TASK LIST:
**1.** Reproduce the passage of the Brain Training article from "The ailing maker" to "shootings and fistfights.".
**2.** According to the Brain Training article, on what device is the game played?

EXCERPT TO READ:
Start of Block
The ailing maker of Super Mario and Pokemon games has scored a hit by courting Japan's burgeoning gray market with "Brain Training for Adults" — a number and puzzles game that Nintendo says can stimulate the brain.
"I don't want to end up some crazy old man," Shishido explained at a crowded Tokyo electronics store after trying the game on display. "I want to play a little everyday before going to bed."
The game, played on the company's handheld DS console, is part of an effort by Nintendo to broaden its customer base amid falling profits.
Other recent DS software hits let players study English, raise a virtual puppy, or converse with animals in an imaginary village — all departures from traditional games that cater to young males with a focus on sports, shootings and fistfights.
Brain Training puts players on a daily regimen of number games, word puzzles and reading exercises designed. It also lets players test their intelligence levels through IQ-type quizzes. It saves the results so progress can be tracked or compared with others.
End of Block
RECORD EXTRACTS:
Start of Block
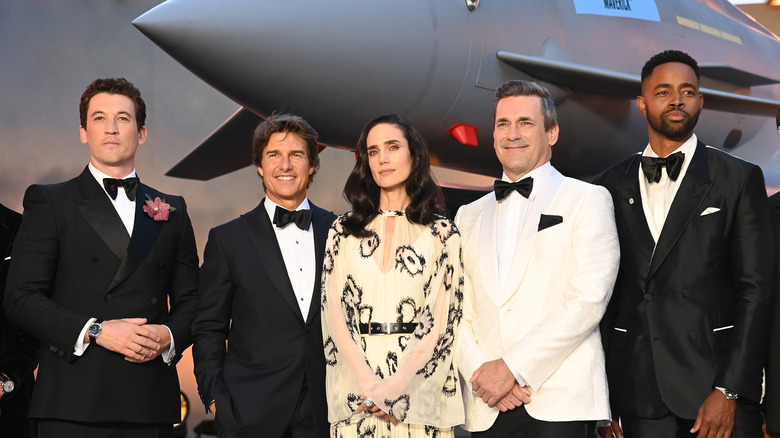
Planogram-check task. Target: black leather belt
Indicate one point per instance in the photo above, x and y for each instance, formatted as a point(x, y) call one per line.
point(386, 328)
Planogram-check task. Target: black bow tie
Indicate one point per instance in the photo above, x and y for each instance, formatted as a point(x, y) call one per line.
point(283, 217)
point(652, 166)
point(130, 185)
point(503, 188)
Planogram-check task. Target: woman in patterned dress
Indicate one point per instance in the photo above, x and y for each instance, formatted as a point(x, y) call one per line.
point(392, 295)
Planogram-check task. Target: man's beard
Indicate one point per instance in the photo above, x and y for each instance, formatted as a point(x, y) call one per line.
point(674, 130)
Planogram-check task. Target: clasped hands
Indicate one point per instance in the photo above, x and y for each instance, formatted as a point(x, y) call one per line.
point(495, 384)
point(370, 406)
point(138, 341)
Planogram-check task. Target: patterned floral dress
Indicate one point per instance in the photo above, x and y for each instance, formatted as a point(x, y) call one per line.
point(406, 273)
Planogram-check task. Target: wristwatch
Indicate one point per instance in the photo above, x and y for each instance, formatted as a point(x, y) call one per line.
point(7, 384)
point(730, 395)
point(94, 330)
End of Block
Start of Block
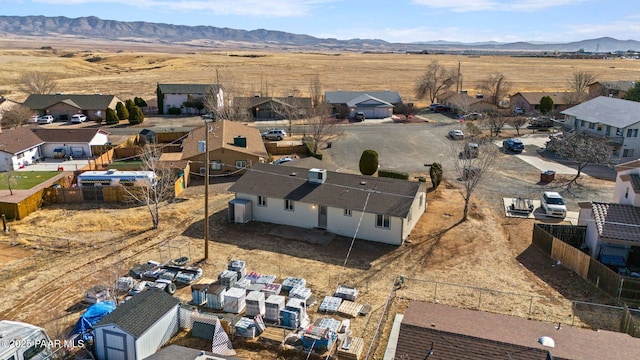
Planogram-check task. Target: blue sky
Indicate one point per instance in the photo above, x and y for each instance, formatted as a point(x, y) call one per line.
End of Block
Start of Block
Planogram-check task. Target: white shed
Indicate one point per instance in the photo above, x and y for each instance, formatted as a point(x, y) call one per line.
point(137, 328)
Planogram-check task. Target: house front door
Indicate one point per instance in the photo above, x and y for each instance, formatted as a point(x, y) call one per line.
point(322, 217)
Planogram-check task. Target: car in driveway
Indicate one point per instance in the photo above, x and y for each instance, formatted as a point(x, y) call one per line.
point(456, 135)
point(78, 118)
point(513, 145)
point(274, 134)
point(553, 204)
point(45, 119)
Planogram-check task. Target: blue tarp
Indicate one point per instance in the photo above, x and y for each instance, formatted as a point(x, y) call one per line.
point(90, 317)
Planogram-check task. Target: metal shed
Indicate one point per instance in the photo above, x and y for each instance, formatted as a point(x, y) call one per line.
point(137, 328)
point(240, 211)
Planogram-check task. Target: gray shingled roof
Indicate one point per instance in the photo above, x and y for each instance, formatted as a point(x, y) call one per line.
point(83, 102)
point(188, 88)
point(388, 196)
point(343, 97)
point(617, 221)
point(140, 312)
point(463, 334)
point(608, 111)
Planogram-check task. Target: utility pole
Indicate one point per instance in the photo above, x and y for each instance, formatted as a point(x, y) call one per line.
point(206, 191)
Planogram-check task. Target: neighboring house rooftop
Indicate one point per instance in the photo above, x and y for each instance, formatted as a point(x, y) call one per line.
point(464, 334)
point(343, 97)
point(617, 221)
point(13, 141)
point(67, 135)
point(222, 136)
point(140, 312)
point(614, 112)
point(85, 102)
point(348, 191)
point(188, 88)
End of Block
TASK RESULTS:
**1.**
The ailing maker of Super Mario and Pokemon games has scored a hit by courting Japan's burgeoning gray market with "Brain Training for Adults" — a number and puzzles game that Nintendo says can stimulate the brain.
"I don't want to end up some crazy old man," Shishido explained at a crowded Tokyo electronics store after trying the game on display. "I want to play a little everyday before going to bed."
The game, played on the company's handheld DS console, is part of an effort by Nintendo to broaden its customer base amid falling profits.
Other recent DS software hits let players study English, raise a virtual puppy, or converse with animals in an imaginary village — all departures from traditional games that cater to young males with a focus on sports, shootings and fistfights.

**2.** Nintendo's handheld DS console.